PROBLEM TO SOLVE:
Write out the lines of the listing below as a numbered list, from the line containing "blue jeans in" through the last line of the listing, both included, skipping any blank lines.

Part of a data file
=-=-=

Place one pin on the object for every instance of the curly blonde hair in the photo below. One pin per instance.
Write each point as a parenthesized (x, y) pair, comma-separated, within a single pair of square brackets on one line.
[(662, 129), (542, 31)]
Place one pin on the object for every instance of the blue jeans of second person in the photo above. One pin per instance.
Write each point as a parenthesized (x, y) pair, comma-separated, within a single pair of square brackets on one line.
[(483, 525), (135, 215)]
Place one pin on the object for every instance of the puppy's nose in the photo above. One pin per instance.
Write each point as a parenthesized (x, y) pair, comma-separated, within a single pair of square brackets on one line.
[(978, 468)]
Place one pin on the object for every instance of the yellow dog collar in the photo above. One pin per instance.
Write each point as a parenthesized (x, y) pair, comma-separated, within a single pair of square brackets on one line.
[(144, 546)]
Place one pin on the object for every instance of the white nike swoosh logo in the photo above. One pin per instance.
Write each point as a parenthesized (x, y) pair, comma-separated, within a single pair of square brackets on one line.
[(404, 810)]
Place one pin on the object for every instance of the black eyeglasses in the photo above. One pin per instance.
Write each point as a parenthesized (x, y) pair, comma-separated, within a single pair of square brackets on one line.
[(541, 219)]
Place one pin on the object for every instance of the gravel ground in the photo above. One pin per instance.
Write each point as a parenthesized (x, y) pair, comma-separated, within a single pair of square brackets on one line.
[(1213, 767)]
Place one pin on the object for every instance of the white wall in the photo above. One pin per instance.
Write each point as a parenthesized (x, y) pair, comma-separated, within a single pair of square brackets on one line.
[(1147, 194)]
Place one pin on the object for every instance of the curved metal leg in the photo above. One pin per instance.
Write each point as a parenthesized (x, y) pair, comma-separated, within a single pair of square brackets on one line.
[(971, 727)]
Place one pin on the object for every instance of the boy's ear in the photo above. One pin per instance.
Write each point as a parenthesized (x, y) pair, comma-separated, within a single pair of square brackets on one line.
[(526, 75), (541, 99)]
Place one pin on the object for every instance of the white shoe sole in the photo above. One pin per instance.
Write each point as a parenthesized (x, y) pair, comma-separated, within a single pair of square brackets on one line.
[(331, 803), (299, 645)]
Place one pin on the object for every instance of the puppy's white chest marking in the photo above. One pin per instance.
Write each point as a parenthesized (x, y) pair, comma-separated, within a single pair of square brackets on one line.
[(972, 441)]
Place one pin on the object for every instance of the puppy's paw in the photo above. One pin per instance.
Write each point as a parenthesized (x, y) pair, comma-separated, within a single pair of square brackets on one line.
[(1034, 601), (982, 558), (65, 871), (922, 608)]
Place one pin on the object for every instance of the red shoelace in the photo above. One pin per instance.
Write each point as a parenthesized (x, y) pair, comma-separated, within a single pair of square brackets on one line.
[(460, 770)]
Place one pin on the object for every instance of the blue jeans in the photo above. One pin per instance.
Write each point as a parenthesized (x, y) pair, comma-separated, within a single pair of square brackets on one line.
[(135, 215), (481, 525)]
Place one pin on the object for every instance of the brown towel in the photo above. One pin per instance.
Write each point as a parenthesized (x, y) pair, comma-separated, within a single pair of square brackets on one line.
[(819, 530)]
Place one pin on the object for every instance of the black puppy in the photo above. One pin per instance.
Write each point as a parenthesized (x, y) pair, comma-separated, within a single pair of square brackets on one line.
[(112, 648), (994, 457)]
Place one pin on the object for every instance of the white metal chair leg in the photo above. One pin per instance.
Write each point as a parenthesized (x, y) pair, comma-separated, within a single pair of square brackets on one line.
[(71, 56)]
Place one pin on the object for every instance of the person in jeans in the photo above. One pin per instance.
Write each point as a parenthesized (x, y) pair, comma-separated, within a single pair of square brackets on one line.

=-=-=

SOLUTION TO THIS PROBLEM:
1. Place one pin on the object for every instance of the blue jeans in the photo above. One pin per instance.
2. Write each point as a parenthesized (x, y) pair, comma-separated, within a single pair of square brackets on one line.
3. [(135, 215), (481, 525)]
4. Place one pin on the object for every instance of the brown towel in the photo above. One pin per instance.
5. Write each point as a parenthesized (x, y) pair, comma-separated, within a single pair of square brackets on one line.
6. [(819, 530)]
7. Place one pin on the object for every instance of the black puppy in the photo above. One pin per instance.
8. Write each point as a parenthesized (x, y) pair, comma-separated, within a single pair of square brackets on one line.
9. [(112, 648), (994, 457)]
10. Place one pin on the object for every instance of the white metal chair leg in the photo above. One pin per instance.
11. Write each point as a parenthesized (x, y) pair, comma-separated, within a single pair of square brackets on one line.
12. [(71, 56)]
13. Place one pin on the object for every instance of the person in jeans in the photo above. One pin per instance.
14. Write each point as a parenthesized (x, y) pair, comma-separated, within a single pair of square brackets on one line.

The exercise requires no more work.